[Opening RECORD EXCERPTS section]

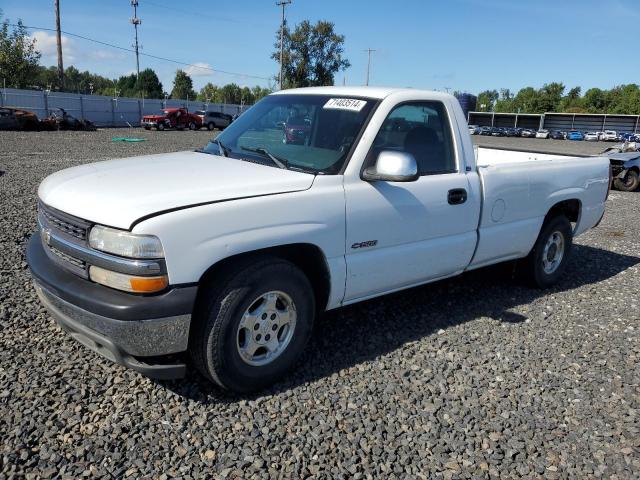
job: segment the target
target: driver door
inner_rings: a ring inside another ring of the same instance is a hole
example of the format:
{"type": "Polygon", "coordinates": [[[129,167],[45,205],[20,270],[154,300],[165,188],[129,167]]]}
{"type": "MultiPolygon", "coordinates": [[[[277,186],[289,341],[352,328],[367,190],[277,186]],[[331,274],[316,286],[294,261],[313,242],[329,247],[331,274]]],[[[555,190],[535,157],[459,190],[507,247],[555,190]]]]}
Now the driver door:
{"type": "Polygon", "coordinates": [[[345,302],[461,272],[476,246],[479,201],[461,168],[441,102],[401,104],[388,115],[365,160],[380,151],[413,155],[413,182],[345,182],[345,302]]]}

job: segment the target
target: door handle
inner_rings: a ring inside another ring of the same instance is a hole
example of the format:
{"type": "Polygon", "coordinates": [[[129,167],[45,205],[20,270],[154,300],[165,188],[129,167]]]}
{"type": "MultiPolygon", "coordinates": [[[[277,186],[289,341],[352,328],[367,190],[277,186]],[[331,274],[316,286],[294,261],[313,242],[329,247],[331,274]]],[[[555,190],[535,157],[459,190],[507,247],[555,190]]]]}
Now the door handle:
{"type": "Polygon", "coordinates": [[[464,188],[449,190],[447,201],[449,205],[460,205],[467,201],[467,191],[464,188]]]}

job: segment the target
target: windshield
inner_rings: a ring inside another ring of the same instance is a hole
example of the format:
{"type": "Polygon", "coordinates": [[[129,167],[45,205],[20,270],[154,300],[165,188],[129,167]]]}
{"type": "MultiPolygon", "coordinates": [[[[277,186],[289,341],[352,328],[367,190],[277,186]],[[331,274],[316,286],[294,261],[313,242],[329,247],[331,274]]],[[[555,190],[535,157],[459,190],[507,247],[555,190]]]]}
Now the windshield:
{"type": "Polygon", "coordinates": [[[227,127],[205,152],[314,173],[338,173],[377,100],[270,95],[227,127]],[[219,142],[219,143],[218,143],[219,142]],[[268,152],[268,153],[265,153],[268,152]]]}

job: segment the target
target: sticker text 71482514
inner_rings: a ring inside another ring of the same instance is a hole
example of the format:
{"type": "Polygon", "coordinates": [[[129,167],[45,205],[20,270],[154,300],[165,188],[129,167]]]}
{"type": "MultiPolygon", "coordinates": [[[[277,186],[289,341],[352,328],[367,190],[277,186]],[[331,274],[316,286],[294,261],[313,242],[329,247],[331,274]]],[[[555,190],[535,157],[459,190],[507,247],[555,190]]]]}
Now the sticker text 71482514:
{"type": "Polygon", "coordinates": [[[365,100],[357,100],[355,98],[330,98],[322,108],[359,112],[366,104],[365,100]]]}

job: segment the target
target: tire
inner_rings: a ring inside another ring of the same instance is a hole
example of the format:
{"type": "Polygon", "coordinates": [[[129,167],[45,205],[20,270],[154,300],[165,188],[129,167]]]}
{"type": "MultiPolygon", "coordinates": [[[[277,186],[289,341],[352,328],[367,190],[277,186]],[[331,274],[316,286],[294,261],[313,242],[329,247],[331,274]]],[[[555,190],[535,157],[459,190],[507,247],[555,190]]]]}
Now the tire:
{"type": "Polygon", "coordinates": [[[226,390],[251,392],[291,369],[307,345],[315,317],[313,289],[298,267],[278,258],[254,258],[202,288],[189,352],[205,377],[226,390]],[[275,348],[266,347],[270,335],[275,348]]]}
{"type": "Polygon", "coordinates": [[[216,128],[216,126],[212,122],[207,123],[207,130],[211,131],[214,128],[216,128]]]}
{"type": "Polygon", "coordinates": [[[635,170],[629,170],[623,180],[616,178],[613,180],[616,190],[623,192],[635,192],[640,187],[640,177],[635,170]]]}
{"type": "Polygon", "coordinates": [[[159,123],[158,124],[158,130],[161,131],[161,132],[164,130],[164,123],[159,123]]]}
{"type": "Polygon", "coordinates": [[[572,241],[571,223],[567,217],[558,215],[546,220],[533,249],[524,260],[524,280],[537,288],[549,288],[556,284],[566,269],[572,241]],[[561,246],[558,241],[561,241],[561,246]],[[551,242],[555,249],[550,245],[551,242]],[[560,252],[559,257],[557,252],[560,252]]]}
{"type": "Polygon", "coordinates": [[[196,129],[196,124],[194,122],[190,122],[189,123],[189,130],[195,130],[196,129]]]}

[Closing RECORD EXCERPTS section]

TASK ITEM => Repeat the data above in full and exactly. Omit every image.

EXERCISE RESULT =>
job: segment the target
target: driver door
inner_rings: a ring inside another ring of the same instance is a hole
example of the format:
{"type": "Polygon", "coordinates": [[[129,167],[45,205],[20,270],[154,300],[165,188],[129,167]]]}
{"type": "MultiPolygon", "coordinates": [[[[277,186],[289,341],[352,328],[367,190],[277,186]],[[331,274],[316,286],[294,261],[313,242],[329,247],[331,274]]],[[[555,190],[535,157],[459,190],[507,247],[555,190]]]]}
Now the driver door:
{"type": "Polygon", "coordinates": [[[345,302],[461,272],[476,246],[479,201],[461,168],[441,102],[401,104],[388,115],[365,160],[380,151],[413,155],[413,182],[345,182],[345,302]]]}

job: segment the target
target: door handle
inner_rings: a ring inside another ring of the same instance is a hole
example of the format:
{"type": "Polygon", "coordinates": [[[129,167],[45,205],[20,270],[154,300],[165,188],[129,167]]]}
{"type": "MultiPolygon", "coordinates": [[[[277,186],[289,341],[352,328],[367,190],[277,186]],[[331,274],[316,286],[294,261],[313,242],[329,247],[331,274]]],[[[555,190],[535,157],[459,190],[507,247],[555,190]]]]}
Now the door handle:
{"type": "Polygon", "coordinates": [[[464,188],[449,190],[447,201],[449,205],[460,205],[467,201],[467,191],[464,188]]]}

job: segment the target
target: windshield
inner_rings: a ring inside another ring of the same instance is a hole
example of the format:
{"type": "Polygon", "coordinates": [[[129,167],[45,205],[20,270],[154,300],[165,188],[129,167]]]}
{"type": "MultiPolygon", "coordinates": [[[[277,186],[289,341],[352,328],[367,190],[277,186]],[[331,274],[316,286],[294,261],[313,242],[329,247],[331,274]]],[[[555,190],[535,157],[459,190],[507,247],[555,190]]]]}
Now the windshield:
{"type": "Polygon", "coordinates": [[[227,127],[205,152],[314,173],[338,173],[377,100],[270,95],[227,127]],[[219,142],[219,143],[218,143],[219,142]],[[268,152],[268,153],[265,153],[268,152]]]}

job: segment the target
target: sticker text 71482514
inner_rings: a ring inside another ring of the same instance is a hole
example of the format:
{"type": "Polygon", "coordinates": [[[129,167],[45,205],[20,270],[154,300],[165,188],[129,167]]]}
{"type": "MultiPolygon", "coordinates": [[[[277,186],[289,341],[352,328],[367,190],[277,186]],[[331,274],[316,286],[294,261],[313,242],[329,247],[331,274]]],[[[555,190],[535,157],[459,190],[507,247],[555,190]]]]}
Now the sticker text 71482514:
{"type": "Polygon", "coordinates": [[[365,100],[357,100],[355,98],[330,98],[322,108],[359,112],[366,104],[365,100]]]}

job: segment the target
target: tire
inner_rings: a ring inside another ring of the same instance is a hole
example of the format:
{"type": "Polygon", "coordinates": [[[129,167],[45,205],[20,270],[154,300],[165,188],[129,167]]]}
{"type": "MultiPolygon", "coordinates": [[[[277,186],[289,341],[352,328],[367,190],[277,186]],[[331,274],[316,286],[294,261],[313,242],[329,247],[331,274]]],[[[555,190],[535,157],[459,190],[507,247],[555,190]]]]}
Now the tire:
{"type": "Polygon", "coordinates": [[[226,390],[251,392],[291,369],[307,345],[315,317],[313,289],[298,267],[278,258],[254,258],[202,288],[189,352],[205,377],[226,390]],[[275,348],[266,347],[270,335],[275,348]]]}
{"type": "Polygon", "coordinates": [[[216,128],[216,126],[212,122],[207,123],[207,130],[211,131],[214,128],[216,128]]]}
{"type": "Polygon", "coordinates": [[[635,170],[629,170],[623,180],[616,178],[613,180],[616,190],[623,192],[635,192],[640,187],[640,177],[635,170]]]}
{"type": "Polygon", "coordinates": [[[159,123],[158,124],[158,130],[161,131],[161,132],[164,130],[164,123],[159,123]]]}
{"type": "Polygon", "coordinates": [[[572,241],[571,223],[567,217],[558,215],[546,220],[533,249],[524,260],[524,280],[537,288],[549,288],[556,284],[566,269],[572,241]],[[561,246],[558,241],[561,241],[561,246]],[[551,242],[555,249],[550,245],[551,242]],[[560,252],[559,257],[557,252],[560,252]]]}
{"type": "Polygon", "coordinates": [[[196,129],[196,124],[194,122],[190,122],[189,123],[189,130],[195,130],[196,129]]]}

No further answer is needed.